EXERCISE: How many lines in the items below contain the string "slate"? Case counts, so reply with the number alone.

+++++

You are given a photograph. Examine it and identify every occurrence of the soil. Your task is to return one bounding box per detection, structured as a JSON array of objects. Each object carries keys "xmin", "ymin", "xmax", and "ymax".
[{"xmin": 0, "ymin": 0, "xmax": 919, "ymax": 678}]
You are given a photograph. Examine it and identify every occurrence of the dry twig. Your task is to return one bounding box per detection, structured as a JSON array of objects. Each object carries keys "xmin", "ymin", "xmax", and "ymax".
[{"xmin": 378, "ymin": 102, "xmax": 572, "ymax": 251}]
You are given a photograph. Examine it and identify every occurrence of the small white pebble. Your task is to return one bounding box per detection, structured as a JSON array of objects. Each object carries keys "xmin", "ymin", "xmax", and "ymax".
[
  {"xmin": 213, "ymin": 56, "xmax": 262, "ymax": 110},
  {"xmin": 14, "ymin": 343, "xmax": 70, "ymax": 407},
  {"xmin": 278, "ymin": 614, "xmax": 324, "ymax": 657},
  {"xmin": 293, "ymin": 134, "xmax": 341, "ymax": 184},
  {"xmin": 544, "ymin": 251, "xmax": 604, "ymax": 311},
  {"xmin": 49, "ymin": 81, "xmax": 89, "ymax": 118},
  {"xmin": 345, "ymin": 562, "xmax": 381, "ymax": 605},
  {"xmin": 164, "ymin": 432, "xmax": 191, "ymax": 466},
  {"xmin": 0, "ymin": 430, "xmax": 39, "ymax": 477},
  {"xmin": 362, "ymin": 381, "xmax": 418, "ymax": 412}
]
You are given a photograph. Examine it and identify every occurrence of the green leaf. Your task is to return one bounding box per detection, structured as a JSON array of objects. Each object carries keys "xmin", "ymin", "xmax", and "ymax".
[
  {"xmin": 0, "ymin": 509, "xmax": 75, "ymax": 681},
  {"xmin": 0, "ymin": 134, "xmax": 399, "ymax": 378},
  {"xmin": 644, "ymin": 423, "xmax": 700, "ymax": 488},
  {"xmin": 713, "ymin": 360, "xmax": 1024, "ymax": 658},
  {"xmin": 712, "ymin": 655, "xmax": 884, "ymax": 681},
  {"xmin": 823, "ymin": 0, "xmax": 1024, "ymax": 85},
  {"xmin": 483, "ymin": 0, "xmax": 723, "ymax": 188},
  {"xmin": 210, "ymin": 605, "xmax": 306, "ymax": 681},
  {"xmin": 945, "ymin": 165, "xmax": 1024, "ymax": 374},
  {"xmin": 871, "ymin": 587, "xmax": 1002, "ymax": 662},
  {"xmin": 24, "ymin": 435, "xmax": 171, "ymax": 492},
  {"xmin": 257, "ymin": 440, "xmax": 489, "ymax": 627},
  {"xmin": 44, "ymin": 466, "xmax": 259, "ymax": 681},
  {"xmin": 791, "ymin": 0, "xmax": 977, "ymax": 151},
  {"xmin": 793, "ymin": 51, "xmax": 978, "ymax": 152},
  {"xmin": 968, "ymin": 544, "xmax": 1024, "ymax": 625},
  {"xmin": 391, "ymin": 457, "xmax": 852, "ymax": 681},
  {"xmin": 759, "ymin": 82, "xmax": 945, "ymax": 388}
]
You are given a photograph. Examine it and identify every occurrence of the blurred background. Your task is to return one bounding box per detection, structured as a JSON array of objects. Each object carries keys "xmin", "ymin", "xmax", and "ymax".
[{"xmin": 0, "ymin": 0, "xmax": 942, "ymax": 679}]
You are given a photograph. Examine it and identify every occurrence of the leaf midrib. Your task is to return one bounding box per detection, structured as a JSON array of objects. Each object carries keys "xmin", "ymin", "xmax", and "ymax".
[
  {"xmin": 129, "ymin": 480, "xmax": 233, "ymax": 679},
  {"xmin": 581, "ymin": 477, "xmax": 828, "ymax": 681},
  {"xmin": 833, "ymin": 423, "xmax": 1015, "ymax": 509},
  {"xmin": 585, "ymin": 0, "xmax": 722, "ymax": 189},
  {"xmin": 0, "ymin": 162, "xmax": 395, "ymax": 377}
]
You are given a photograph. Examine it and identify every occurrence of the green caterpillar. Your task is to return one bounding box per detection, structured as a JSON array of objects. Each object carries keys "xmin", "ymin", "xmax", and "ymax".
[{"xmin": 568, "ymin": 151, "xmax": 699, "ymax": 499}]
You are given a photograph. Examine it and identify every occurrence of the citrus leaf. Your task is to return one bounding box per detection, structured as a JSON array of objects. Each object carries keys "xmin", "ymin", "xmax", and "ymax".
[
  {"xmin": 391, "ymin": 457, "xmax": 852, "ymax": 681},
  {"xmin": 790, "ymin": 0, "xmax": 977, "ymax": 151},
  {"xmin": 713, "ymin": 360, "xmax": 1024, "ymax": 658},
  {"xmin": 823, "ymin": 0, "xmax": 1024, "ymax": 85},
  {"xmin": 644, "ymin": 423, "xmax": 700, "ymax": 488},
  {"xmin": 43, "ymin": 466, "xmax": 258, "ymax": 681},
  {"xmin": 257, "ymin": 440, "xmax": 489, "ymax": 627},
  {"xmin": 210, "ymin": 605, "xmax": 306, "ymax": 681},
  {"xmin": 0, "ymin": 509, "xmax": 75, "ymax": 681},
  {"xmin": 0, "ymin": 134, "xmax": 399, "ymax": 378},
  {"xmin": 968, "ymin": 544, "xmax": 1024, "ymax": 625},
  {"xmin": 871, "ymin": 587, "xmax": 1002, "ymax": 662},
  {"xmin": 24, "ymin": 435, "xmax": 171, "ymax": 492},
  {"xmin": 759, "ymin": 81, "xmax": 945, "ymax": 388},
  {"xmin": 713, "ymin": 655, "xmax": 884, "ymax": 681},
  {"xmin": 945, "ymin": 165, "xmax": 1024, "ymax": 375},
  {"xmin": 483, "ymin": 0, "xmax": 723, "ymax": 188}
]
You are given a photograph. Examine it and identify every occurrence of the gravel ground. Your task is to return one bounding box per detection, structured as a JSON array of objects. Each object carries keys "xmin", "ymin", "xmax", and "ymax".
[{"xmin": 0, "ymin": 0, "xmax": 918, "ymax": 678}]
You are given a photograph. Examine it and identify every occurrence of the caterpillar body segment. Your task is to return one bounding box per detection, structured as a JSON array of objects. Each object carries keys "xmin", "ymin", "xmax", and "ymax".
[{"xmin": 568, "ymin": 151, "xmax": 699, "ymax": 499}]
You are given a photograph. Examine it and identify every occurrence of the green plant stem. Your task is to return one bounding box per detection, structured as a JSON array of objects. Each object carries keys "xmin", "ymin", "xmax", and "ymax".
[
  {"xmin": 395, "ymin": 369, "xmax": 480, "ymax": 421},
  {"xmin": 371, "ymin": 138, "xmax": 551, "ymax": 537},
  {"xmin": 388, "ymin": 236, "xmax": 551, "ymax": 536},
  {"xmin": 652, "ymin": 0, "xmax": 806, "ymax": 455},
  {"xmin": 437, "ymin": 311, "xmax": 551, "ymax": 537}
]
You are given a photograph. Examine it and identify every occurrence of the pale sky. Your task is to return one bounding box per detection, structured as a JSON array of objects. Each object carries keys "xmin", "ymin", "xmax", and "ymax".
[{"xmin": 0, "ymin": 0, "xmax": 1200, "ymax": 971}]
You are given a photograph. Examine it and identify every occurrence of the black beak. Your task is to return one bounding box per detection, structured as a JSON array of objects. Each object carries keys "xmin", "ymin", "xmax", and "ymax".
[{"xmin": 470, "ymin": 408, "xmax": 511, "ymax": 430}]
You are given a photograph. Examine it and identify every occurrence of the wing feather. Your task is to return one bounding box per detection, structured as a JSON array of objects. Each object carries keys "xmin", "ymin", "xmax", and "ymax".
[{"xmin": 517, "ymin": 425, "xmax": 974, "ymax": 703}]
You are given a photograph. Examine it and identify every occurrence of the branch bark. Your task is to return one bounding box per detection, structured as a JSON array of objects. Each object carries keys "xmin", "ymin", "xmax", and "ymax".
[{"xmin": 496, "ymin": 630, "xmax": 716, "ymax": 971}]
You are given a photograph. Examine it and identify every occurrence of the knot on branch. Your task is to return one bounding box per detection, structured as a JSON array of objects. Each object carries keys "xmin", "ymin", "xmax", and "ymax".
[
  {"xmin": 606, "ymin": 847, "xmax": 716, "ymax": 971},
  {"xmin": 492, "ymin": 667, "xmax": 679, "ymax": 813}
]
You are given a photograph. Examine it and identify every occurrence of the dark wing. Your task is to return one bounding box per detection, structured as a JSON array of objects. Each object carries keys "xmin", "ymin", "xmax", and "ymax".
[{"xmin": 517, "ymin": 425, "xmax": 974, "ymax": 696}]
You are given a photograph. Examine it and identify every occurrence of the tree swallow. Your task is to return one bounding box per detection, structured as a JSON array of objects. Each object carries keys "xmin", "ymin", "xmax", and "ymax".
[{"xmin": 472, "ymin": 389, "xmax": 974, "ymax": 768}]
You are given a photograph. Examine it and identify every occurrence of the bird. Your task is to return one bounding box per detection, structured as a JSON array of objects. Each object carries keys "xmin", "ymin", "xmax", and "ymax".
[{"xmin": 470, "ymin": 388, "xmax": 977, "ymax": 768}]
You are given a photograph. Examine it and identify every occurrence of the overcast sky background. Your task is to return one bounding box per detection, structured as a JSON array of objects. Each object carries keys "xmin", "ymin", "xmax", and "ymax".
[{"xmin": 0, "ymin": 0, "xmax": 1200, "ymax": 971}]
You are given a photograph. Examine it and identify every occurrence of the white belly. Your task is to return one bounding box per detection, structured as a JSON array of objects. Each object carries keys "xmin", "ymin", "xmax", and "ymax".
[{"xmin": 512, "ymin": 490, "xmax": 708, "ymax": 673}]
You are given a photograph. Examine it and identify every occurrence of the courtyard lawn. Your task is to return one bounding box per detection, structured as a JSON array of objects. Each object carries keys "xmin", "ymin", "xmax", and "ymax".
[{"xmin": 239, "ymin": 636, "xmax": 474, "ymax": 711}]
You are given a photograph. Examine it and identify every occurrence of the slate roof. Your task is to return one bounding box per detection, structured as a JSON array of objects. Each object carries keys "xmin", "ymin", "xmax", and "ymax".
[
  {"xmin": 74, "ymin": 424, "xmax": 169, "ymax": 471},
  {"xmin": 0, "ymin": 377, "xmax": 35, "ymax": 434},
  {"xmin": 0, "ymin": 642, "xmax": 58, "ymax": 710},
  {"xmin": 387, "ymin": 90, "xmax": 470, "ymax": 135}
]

+++++

TASK RESULT: 1